## Short task:
Please restate the following records word for word.

## Data supplied:
####
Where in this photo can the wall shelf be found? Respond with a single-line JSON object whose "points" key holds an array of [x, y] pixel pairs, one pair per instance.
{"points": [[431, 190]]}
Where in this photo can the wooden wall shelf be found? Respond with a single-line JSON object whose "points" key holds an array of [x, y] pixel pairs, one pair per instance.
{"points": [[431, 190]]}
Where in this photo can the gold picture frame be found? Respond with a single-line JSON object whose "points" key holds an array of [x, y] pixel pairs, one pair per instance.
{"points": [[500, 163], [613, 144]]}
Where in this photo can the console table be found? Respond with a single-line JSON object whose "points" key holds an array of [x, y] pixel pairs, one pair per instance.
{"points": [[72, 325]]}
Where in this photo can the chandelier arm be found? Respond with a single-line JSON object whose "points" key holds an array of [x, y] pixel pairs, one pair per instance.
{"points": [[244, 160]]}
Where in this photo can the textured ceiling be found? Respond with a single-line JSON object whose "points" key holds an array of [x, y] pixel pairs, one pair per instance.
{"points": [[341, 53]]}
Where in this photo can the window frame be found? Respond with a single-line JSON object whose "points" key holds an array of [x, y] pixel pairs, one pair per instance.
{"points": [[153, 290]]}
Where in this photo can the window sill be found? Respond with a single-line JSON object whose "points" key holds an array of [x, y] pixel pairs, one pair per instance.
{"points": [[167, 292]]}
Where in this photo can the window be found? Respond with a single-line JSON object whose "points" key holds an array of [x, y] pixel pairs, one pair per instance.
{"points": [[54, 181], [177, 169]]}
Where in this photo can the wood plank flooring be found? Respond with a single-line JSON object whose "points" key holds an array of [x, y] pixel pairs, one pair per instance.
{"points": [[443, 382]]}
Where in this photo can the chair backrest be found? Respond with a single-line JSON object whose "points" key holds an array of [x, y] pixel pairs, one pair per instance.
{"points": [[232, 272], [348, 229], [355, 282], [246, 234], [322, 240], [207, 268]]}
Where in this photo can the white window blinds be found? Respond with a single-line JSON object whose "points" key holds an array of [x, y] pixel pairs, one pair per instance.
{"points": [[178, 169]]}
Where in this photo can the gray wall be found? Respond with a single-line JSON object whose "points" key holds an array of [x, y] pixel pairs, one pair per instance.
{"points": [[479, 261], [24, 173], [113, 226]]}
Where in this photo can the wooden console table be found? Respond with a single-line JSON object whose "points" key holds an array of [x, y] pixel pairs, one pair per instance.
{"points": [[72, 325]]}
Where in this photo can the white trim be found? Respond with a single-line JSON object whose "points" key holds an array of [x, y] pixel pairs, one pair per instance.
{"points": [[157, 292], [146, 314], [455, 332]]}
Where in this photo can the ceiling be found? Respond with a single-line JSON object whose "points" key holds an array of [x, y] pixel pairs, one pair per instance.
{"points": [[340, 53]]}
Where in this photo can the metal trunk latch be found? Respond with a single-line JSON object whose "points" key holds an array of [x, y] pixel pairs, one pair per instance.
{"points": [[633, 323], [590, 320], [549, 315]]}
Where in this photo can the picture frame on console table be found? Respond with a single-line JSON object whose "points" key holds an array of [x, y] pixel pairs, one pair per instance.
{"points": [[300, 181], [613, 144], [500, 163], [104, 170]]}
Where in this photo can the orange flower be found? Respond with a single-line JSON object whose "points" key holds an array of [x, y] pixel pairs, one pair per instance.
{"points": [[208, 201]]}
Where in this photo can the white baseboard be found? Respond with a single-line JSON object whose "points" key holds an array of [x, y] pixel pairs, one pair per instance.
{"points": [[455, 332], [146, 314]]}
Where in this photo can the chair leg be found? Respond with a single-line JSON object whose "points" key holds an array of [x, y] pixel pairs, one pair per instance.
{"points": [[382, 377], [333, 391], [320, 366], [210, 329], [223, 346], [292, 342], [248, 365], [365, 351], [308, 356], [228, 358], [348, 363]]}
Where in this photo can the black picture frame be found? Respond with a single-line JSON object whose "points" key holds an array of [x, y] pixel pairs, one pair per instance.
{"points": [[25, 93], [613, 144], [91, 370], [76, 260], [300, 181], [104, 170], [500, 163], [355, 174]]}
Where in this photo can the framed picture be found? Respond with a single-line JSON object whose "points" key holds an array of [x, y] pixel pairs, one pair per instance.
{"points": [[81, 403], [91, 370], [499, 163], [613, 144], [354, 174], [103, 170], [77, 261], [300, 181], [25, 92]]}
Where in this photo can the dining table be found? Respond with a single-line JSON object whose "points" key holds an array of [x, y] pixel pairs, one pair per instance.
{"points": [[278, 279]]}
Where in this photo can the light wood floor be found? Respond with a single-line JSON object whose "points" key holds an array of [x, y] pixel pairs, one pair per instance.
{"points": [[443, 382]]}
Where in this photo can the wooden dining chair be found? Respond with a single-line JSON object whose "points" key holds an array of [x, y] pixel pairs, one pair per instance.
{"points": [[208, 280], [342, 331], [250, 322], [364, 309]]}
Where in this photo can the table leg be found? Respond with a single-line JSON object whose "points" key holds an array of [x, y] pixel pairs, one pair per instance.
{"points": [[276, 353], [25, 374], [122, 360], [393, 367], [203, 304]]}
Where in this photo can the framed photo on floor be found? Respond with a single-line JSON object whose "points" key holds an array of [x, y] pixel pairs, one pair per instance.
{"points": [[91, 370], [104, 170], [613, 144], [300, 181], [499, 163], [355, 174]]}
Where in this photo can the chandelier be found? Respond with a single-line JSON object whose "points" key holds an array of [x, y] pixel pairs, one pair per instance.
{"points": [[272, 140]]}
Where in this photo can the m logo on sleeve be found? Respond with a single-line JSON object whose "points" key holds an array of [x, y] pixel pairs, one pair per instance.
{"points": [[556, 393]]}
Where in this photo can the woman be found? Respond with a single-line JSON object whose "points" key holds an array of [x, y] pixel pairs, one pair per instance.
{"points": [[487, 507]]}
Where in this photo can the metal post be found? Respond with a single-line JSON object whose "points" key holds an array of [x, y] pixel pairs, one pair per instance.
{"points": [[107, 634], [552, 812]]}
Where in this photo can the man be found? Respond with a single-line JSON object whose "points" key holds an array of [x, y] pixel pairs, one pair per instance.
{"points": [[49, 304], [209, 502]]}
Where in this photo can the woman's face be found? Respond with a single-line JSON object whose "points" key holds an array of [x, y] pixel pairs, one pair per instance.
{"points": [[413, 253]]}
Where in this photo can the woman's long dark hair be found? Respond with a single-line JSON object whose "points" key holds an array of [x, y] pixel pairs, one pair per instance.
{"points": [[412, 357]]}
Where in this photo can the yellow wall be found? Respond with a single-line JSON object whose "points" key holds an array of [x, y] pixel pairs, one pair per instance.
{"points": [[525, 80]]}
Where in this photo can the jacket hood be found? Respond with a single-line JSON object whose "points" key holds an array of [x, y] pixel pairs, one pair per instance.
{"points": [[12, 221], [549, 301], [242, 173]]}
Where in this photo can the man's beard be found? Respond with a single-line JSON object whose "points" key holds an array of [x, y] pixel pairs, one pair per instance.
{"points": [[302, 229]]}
####
## Exercise response:
Where in this photo can the wall shelf be found? Respond with a single-line JSON object whose "points" key holds an array of [x, y] pixel pairs, one pair per instance.
{"points": [[431, 190]]}
Where in this photo can the wooden wall shelf be found? Respond with a single-line JSON object whose "points" key holds an array of [x, y] pixel pairs, one pair per instance.
{"points": [[431, 190]]}
Where in this photo can the gold picture frame be found? Respond with a single-line JSON object whose "points" key holds an array of [x, y] pixel pairs, one pair per instance.
{"points": [[500, 163], [613, 144]]}
Where in this photo can the console table be found? Respond with a single-line JSON object whose "points" key holds an array of [x, y] pixel pairs, one pair per instance.
{"points": [[72, 325]]}
Where in this photo can the chandelier arm be found? Respond with a single-line JSON object whose "points" key holds an array of [x, y] pixel pairs, one pair per instance.
{"points": [[244, 160]]}
Where in this photo can the textured ceiling be found? Respond with a single-line JSON object whose "points" key holds an array of [x, y] pixel pairs, one pair per instance.
{"points": [[341, 53]]}
Where in this photo can the window frame be found? Respond with a single-line JSON object whose "points" key holds an array of [x, y] pixel pairs, one pair per instance.
{"points": [[153, 290]]}
Where in this photo can the window sill be found? Respond with a single-line JSON object whose "points" key holds an array of [x, y] pixel pairs, one pair per instance.
{"points": [[167, 292]]}
Where in this photo can the window be found? Respond with a single-line JSON object whose "points" key holds an array of [x, y] pixel pairs, one pair per instance.
{"points": [[54, 181], [177, 169]]}
Where in this photo can the wood plank flooring be found? Respond with a single-line JSON object whose "points" key holds an array of [x, y] pixel pairs, one pair per instance.
{"points": [[443, 382]]}
Where in this photo can the chair backrest be found? Respond with a single-line JSON object whose "points" key holds an array of [x, y] pixel pairs, one pair per instance.
{"points": [[232, 272], [348, 229], [355, 282], [246, 234], [322, 240], [207, 268]]}
Where in this photo can the white window blinds be found? Respond with a single-line JSON object whose "points" key holds an array of [x, y] pixel pairs, one pair per instance.
{"points": [[178, 169]]}
Where in this photo can the gray wall be found? Respond with a single-line JSON object whose "points" key holds an array of [x, y] pixel pairs, one pair per instance.
{"points": [[479, 261], [24, 173], [113, 226]]}
Where in this photo can the wooden console table be found? Respond with a single-line JSON object whose "points" key holds an array of [x, y] pixel pairs, one pair per instance.
{"points": [[72, 325]]}
Where in this photo can the white trim be found? Respond with a single-line JSON object whose "points" key holds an array of [x, y] pixel pairs, one pair per instance.
{"points": [[157, 292], [146, 314], [455, 332]]}
Where in this photo can the ceiling be found? Respond with a single-line JSON object whose "points" key holds an array of [x, y] pixel pairs, one pair per instance.
{"points": [[340, 53]]}
Where in this photo can the metal trunk latch be found? Respond with a single-line JSON object whose "points" key holds an array of [x, y] pixel pairs, one pair per instance.
{"points": [[633, 323], [590, 320], [549, 315]]}
Where in this photo can the picture frame on console table be found? Respond with a single-line JSON object whose "points" key holds an array of [x, y] pixel pairs, one pair per instance.
{"points": [[300, 181], [613, 144], [500, 163], [104, 170]]}
Where in this photo can the orange flower be found? Respond with a single-line JSON object whose "points" key holds an array of [x, y] pixel pairs, one pair per instance.
{"points": [[208, 201]]}
Where in this photo can the white baseboard be found? Respond with a single-line JSON object whose "points" key holds an array of [x, y] pixel pairs, one pair per instance.
{"points": [[455, 332], [146, 314]]}
Where in this photo can the chair leg be found? Respond with a single-line JSON object whose "points" key holds an array of [x, y] pixel pairs, one pair per instance.
{"points": [[382, 377], [333, 391], [320, 366], [210, 329], [223, 346], [292, 342], [248, 365], [365, 351], [308, 356], [228, 358], [348, 363]]}
Where in this photo can the black picture frame be found? Respond with a single-line JSON object whose "points" key holds an array of [x, y] pixel pairs, one pair per instance.
{"points": [[25, 93], [613, 144], [91, 370], [76, 260], [300, 181], [104, 170], [500, 163], [355, 174]]}
Where in this photo can the framed picture be found? Respond with a single-line JSON object whose "points" key holds an array of [x, y] pixel pairs, one pair per instance.
{"points": [[81, 403], [91, 370], [499, 163], [613, 144], [354, 174], [103, 170], [77, 261], [300, 181], [25, 92]]}
Where in this photo can the dining table be found? Respond with a single-line JSON object whose "points" key holds an array of [x, y] pixel pairs, one pair per instance.
{"points": [[278, 279]]}
Where in this photo can the light wood floor be found? Respond with a single-line JSON object whose "points" key holds an array of [x, y] pixel pairs, one pair per instance.
{"points": [[443, 382]]}
Where in this photo can the wooden dining chair be found? Respond with a single-line JSON object whose "points" key holds an array of [x, y] pixel pairs, one pair per instance.
{"points": [[208, 280], [342, 331], [250, 322], [364, 309]]}
Where in this photo can the table leg be found? Respond with a single-line JSON object whose "points" key holds an array of [x, y] pixel pairs, one pair per instance.
{"points": [[276, 353], [25, 374], [122, 360], [393, 367], [203, 304]]}
Where in this photo can the framed photo on floor be found? Respond with a single-line JSON object whose "points" key holds an array of [x, y] pixel pairs, one pair per instance.
{"points": [[91, 370], [104, 170], [613, 144], [300, 181], [499, 163], [355, 174]]}
Where in this photo can the chandelier be found? Respond with a single-line JSON object whose "points" key holds an array of [x, y] pixel pairs, one pair per instance.
{"points": [[272, 140]]}
Where in this photo can the m logo on sleeve be found? Respond with a single-line JSON object whose "points" key holds an array of [x, y] pixel pairs, one pair per instance.
{"points": [[556, 393]]}
Where in this photo can the woman be found? Respond with a single-line JSON object whose "points" key holds an array of [x, y] pixel pairs, one pair per instance.
{"points": [[487, 507]]}
Where in this photo can the metal post be found? Respond with a single-line JSON object whose "points" key holds an array of [x, y] pixel pairs, one pair per instance.
{"points": [[107, 634], [552, 812]]}
Where in this photo can the man be found? Respond with a single-line JSON object whose "points" key holds an array of [x, y] pixel pairs, one pair per instance.
{"points": [[49, 304], [209, 502]]}
Where in this photo can the woman's face be found? Respond with a single-line JSON object whose "points" key holds an array of [x, y] pixel pairs, one pair per instance.
{"points": [[413, 253]]}
Where in this photo can the woman's long dark hair be found? Respond with a single-line JSON object whose "points" key holds an array of [x, y] pixel pairs, one pair per instance.
{"points": [[412, 357]]}
Where in this photo can the yellow wall be found? Respond with a single-line JSON object whose "points" key holds an array of [x, y] pixel pairs, one pair per instance.
{"points": [[525, 80]]}
Where in this photo can the jacket hood be found? Respond with a single-line JSON object whose "points" key holds an array of [x, y] pixel pairs, one pair per instance.
{"points": [[12, 221], [549, 301], [242, 173]]}
Where in this photo can the man's beard be found? Respond with a single-line JSON object whose "points" key holds an array of [x, y] pixel pairs, one pair per instance.
{"points": [[302, 229]]}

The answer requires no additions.